**What is needed**
Track down every line below that holds "earring" and copy it.
##### Extracted entries #####
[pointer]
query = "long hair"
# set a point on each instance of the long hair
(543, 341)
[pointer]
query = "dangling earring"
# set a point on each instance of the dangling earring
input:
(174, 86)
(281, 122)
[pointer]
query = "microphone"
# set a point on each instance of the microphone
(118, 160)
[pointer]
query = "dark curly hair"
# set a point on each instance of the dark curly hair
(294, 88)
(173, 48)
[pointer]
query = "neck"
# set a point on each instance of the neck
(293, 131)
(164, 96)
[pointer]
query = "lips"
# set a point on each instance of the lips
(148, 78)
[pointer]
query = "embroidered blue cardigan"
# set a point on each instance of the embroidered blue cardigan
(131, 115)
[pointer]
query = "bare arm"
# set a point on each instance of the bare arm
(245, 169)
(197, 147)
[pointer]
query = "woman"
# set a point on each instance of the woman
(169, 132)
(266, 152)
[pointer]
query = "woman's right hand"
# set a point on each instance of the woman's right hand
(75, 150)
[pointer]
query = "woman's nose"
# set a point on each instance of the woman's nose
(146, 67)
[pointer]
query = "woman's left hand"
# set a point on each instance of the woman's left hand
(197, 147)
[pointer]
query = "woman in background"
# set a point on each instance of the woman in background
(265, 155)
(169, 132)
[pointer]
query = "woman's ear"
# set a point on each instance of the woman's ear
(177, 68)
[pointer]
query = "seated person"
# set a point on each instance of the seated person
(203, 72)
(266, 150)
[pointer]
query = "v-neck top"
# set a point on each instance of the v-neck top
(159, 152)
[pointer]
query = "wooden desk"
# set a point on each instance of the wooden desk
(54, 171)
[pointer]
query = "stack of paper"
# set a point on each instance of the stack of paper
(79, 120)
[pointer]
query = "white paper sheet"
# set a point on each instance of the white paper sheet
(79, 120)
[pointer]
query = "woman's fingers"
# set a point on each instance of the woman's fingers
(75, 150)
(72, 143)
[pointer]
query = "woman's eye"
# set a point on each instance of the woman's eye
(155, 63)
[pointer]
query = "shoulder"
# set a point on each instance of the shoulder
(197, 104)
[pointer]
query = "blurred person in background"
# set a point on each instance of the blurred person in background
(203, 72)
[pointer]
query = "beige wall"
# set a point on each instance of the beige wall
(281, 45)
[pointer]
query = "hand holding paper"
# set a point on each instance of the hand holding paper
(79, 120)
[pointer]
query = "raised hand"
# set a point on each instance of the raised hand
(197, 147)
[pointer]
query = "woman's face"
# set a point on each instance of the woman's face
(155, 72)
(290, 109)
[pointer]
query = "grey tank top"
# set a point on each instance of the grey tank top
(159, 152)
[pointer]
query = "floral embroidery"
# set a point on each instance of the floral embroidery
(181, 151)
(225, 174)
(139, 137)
#####
**Your response**
query = "dangling earring"
# set a point on each instance of the dangling earring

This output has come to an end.